Give only the number of lines in the material below that contain the string "shoreline".

-- start THE INPUT --

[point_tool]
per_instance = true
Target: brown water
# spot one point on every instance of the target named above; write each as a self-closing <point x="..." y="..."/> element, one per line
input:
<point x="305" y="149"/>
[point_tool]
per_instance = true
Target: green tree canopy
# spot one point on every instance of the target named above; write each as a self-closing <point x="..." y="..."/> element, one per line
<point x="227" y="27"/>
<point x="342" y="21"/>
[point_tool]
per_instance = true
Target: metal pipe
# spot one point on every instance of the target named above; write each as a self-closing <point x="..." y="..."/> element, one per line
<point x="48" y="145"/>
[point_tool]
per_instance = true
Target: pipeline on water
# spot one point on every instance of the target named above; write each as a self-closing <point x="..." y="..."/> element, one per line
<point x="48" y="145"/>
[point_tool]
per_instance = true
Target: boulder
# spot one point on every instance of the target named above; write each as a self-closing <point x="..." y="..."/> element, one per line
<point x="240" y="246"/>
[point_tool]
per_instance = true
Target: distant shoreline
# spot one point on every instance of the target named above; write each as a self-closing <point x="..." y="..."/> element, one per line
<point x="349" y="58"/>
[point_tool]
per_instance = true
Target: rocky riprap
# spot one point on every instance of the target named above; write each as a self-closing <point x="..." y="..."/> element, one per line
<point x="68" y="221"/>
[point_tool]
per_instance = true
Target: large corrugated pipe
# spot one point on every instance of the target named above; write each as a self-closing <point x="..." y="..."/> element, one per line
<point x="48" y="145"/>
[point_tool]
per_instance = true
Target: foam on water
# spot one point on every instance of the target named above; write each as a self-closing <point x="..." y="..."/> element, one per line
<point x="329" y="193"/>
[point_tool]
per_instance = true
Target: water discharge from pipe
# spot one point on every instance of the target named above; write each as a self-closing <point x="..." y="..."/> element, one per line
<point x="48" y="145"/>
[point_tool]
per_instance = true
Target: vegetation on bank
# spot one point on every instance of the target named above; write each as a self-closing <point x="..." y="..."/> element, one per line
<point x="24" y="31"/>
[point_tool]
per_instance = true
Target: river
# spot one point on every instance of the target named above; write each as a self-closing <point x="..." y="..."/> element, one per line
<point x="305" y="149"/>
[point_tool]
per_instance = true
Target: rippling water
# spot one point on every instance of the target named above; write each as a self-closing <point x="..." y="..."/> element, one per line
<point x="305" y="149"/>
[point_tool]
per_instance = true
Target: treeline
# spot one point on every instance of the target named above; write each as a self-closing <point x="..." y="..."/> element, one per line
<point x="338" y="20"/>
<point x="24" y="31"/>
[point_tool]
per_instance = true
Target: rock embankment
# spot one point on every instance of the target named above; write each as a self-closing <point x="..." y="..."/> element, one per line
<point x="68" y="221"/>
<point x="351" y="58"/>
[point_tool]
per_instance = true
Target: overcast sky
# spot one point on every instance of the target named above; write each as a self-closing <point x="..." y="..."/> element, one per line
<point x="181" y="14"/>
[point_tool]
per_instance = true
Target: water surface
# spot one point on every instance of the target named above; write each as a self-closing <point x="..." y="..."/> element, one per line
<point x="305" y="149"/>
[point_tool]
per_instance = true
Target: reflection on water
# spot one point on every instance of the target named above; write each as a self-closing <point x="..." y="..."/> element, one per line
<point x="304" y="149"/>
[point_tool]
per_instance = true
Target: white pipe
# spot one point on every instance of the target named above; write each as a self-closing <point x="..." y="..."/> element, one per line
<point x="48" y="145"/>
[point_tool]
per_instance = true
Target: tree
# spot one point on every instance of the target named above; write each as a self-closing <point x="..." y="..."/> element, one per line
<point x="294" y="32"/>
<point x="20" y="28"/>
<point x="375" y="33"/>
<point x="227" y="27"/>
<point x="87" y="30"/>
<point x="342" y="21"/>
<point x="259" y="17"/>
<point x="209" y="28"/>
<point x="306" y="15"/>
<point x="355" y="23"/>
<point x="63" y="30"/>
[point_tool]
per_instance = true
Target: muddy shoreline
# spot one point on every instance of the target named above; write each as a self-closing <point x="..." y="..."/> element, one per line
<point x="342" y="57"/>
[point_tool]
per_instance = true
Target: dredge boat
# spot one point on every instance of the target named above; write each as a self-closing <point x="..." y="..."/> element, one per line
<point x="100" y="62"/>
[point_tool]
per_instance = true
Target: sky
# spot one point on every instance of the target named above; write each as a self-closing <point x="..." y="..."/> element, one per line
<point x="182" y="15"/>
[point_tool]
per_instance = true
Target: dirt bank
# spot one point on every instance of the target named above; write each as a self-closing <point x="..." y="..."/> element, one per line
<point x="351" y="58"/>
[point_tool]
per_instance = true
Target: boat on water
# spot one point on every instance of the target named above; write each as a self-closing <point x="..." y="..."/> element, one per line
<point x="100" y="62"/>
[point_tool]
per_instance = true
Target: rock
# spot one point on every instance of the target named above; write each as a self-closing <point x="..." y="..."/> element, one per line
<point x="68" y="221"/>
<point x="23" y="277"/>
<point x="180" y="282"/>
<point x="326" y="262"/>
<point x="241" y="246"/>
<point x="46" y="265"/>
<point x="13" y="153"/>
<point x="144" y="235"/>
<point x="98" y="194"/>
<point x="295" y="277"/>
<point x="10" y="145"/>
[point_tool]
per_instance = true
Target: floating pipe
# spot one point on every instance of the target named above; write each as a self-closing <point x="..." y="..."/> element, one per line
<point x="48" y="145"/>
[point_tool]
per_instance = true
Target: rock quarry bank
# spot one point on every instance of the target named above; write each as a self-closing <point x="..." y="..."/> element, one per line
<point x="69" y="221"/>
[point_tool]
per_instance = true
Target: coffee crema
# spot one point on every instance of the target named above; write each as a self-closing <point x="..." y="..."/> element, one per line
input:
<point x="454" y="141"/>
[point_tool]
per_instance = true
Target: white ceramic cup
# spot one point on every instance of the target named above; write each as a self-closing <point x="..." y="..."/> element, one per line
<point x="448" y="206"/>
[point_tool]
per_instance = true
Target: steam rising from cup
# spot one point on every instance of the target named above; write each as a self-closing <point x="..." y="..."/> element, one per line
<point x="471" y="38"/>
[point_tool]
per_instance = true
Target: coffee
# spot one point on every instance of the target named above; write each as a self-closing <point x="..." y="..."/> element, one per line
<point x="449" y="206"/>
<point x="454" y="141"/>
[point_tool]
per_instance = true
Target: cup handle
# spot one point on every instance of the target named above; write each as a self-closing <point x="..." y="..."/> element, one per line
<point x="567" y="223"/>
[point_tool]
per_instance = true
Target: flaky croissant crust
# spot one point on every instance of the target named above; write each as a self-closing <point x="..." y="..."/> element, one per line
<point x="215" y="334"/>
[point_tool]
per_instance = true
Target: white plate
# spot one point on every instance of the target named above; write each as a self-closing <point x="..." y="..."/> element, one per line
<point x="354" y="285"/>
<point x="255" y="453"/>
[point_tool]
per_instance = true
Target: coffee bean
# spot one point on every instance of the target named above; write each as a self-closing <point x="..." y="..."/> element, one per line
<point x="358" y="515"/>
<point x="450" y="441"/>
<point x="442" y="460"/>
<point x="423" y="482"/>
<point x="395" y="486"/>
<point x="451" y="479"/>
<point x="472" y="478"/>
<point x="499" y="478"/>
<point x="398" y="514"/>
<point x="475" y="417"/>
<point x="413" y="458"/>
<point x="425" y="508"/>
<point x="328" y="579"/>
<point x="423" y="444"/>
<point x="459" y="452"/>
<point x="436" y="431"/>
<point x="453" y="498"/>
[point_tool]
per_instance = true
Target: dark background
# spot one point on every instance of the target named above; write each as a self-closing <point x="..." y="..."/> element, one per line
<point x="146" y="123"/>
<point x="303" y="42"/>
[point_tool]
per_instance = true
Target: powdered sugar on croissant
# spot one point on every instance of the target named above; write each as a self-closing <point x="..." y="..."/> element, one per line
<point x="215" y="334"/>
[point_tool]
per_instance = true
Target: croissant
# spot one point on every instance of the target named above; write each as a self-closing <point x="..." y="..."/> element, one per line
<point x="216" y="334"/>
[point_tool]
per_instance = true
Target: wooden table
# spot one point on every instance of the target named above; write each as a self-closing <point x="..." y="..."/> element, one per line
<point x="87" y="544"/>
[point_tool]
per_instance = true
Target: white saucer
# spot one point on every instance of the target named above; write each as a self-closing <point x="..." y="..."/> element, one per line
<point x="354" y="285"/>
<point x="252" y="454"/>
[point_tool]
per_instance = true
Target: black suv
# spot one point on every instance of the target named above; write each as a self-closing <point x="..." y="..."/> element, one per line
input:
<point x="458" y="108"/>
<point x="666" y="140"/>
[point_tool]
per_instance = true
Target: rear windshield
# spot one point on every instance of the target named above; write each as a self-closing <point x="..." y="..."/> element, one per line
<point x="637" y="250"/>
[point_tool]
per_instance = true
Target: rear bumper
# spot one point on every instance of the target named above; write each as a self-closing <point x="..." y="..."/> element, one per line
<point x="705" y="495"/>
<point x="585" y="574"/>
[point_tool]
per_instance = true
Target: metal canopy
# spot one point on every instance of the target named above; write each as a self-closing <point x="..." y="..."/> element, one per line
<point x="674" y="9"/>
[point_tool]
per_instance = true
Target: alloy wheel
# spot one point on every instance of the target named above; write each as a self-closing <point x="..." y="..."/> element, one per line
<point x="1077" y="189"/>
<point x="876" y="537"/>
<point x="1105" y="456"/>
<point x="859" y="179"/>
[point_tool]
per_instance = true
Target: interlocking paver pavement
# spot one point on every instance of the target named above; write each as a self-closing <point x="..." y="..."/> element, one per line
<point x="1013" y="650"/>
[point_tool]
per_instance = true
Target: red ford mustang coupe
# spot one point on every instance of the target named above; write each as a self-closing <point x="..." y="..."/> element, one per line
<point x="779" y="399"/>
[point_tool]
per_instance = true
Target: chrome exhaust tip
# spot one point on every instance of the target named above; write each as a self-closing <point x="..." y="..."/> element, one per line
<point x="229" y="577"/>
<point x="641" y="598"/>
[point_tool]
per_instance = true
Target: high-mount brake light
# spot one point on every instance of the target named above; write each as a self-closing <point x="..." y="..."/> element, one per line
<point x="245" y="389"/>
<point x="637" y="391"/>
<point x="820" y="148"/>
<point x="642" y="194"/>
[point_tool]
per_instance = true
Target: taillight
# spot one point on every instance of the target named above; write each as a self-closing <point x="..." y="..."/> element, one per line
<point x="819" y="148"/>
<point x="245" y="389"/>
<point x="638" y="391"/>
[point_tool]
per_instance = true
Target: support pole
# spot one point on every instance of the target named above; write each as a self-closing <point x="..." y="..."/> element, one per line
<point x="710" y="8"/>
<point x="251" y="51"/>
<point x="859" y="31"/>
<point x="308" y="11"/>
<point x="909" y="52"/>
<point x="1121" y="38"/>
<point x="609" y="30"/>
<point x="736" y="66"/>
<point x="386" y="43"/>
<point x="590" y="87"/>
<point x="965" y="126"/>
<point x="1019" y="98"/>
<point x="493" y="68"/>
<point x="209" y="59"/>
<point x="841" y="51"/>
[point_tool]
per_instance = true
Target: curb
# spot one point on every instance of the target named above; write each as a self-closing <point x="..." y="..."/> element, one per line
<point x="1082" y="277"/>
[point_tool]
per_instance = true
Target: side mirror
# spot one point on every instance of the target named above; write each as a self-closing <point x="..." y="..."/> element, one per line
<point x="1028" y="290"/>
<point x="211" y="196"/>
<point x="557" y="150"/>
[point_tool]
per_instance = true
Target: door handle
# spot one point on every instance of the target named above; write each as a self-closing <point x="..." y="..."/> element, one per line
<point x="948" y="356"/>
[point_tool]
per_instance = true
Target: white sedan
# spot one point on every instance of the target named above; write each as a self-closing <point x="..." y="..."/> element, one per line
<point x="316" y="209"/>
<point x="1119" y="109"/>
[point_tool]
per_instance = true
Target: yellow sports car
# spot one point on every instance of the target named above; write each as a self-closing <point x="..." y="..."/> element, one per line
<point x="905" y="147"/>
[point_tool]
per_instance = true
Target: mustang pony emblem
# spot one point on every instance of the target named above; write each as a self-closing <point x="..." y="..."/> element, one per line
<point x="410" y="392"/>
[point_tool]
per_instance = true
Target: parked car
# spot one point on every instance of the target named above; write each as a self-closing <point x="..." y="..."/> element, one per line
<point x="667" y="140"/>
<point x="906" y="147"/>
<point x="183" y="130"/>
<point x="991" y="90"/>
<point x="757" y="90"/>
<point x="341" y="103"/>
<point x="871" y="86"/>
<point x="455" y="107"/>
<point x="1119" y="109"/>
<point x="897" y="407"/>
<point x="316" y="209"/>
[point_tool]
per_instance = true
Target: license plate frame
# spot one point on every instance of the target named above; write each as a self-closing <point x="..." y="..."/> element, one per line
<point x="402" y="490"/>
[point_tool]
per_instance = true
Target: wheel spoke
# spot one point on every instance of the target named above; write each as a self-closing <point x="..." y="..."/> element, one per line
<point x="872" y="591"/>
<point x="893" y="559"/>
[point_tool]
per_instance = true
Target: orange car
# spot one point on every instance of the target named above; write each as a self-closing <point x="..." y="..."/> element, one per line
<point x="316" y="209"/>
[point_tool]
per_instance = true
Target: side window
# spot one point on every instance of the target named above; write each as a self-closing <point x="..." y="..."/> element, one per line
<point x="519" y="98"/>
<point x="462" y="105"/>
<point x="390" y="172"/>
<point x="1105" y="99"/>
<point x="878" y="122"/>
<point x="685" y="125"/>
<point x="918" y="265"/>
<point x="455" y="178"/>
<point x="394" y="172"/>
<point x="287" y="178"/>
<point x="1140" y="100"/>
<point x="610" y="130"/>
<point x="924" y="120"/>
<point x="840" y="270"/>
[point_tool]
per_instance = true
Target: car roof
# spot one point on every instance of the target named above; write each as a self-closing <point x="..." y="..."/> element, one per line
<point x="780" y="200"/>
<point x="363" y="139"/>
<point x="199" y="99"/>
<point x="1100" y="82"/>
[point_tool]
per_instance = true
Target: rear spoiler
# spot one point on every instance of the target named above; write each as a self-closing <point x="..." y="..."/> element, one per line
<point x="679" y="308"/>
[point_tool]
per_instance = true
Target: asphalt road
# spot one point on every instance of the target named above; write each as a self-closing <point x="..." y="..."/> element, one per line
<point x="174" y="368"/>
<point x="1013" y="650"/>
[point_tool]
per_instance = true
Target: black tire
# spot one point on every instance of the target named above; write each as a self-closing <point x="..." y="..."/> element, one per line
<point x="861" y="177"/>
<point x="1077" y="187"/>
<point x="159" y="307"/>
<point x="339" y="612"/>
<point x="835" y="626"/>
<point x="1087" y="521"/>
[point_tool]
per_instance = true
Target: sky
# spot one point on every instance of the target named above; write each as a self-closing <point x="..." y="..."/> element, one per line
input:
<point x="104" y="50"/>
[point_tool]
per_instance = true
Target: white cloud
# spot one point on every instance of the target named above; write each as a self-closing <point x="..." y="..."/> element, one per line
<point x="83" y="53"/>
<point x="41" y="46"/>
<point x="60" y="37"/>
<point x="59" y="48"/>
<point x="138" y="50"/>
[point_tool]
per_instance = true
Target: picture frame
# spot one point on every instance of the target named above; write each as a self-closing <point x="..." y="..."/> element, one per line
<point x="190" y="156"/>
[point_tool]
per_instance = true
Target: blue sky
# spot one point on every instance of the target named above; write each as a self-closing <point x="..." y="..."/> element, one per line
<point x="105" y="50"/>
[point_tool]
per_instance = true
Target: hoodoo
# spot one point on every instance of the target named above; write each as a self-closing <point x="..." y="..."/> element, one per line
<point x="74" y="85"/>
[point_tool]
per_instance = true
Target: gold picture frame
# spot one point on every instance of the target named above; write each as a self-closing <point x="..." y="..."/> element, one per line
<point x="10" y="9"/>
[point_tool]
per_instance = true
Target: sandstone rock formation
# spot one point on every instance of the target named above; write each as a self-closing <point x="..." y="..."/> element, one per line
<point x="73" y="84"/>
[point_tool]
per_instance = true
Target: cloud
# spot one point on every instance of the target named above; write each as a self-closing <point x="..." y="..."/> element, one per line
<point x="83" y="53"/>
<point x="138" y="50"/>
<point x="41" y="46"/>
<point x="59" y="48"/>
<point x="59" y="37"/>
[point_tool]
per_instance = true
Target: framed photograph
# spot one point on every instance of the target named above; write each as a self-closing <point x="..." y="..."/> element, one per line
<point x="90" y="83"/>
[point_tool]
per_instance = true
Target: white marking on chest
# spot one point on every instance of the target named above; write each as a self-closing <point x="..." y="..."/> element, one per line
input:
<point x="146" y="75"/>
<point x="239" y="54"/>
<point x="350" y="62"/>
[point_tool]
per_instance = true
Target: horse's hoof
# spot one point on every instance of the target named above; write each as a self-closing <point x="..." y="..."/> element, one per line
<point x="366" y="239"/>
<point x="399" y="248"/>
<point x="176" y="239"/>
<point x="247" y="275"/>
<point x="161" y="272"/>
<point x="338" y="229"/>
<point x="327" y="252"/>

-- end THE INPUT --

THE OUTPUT:
2